PROBLEM TO SOLVE ->
Repeat, word for word, the part of the records below that opens with the line containing "of the riverbank" and closes at the end of the records, including both of those ends.

DATA SUPPLIED ->
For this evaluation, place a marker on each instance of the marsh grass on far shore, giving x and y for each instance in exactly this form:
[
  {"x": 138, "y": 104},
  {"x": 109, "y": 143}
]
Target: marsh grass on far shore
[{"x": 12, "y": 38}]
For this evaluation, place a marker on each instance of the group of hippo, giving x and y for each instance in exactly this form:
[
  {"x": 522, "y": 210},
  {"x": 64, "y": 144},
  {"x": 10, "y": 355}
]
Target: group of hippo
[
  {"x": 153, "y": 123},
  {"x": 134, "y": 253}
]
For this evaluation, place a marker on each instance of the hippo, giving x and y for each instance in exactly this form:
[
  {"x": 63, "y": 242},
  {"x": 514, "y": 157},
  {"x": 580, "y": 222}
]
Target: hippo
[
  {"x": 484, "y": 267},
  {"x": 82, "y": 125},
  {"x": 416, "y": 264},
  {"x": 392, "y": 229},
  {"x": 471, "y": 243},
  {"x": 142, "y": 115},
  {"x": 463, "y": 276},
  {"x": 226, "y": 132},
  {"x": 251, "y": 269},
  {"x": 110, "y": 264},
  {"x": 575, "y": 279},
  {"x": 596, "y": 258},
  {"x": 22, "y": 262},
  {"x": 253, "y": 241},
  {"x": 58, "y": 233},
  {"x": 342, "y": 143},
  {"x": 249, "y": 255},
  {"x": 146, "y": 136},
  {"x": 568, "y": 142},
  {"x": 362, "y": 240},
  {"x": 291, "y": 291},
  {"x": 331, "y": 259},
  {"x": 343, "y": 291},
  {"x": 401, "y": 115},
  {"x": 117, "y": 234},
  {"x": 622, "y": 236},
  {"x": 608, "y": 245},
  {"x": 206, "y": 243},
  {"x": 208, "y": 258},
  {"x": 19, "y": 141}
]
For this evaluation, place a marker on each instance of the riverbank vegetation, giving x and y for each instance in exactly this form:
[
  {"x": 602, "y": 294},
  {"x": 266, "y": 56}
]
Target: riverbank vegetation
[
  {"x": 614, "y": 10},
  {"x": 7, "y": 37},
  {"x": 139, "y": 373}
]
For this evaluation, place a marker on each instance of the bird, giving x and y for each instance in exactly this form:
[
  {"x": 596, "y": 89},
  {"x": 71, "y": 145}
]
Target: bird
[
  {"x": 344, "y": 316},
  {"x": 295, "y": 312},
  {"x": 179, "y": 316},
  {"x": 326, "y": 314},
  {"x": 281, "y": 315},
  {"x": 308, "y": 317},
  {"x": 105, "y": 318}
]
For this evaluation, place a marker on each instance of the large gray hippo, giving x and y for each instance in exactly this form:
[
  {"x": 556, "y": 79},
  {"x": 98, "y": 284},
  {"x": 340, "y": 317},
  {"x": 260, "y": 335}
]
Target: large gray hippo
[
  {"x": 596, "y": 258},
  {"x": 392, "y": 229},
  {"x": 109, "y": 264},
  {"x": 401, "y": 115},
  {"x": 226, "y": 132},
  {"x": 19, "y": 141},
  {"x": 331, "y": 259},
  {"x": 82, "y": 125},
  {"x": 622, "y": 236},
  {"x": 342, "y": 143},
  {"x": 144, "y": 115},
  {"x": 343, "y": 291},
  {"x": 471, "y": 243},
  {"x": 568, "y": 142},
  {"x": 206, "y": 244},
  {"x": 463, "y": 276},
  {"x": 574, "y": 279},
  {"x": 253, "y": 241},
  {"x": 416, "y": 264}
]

RESULT OF THIS EXERCISE ->
For this evaluation, place a marker on each instance of the riverbank vegetation, giving x and y for each instance in exactly this form:
[
  {"x": 602, "y": 294},
  {"x": 266, "y": 56}
]
Target: riverbank vegetation
[
  {"x": 614, "y": 10},
  {"x": 7, "y": 37},
  {"x": 139, "y": 373}
]
For this evaluation, place a marker on each instance of the bird, giving x and y for each instance in exactly this form:
[
  {"x": 596, "y": 89},
  {"x": 71, "y": 145}
]
Target: bird
[
  {"x": 344, "y": 316},
  {"x": 295, "y": 312},
  {"x": 179, "y": 316},
  {"x": 326, "y": 314},
  {"x": 281, "y": 315},
  {"x": 308, "y": 317},
  {"x": 105, "y": 318}
]
For this evaluation, place a marker on each instance of the large gray hippo, giving x and y for each instance in exactly this form:
[
  {"x": 556, "y": 79},
  {"x": 98, "y": 284},
  {"x": 340, "y": 317},
  {"x": 260, "y": 335}
]
Target: large gray hippo
[
  {"x": 596, "y": 258},
  {"x": 392, "y": 229},
  {"x": 109, "y": 264},
  {"x": 401, "y": 115},
  {"x": 226, "y": 132},
  {"x": 19, "y": 141},
  {"x": 331, "y": 259},
  {"x": 82, "y": 125},
  {"x": 622, "y": 236},
  {"x": 342, "y": 143},
  {"x": 144, "y": 115},
  {"x": 343, "y": 291},
  {"x": 471, "y": 243},
  {"x": 568, "y": 142},
  {"x": 206, "y": 244},
  {"x": 463, "y": 276},
  {"x": 574, "y": 279},
  {"x": 253, "y": 241},
  {"x": 416, "y": 264}
]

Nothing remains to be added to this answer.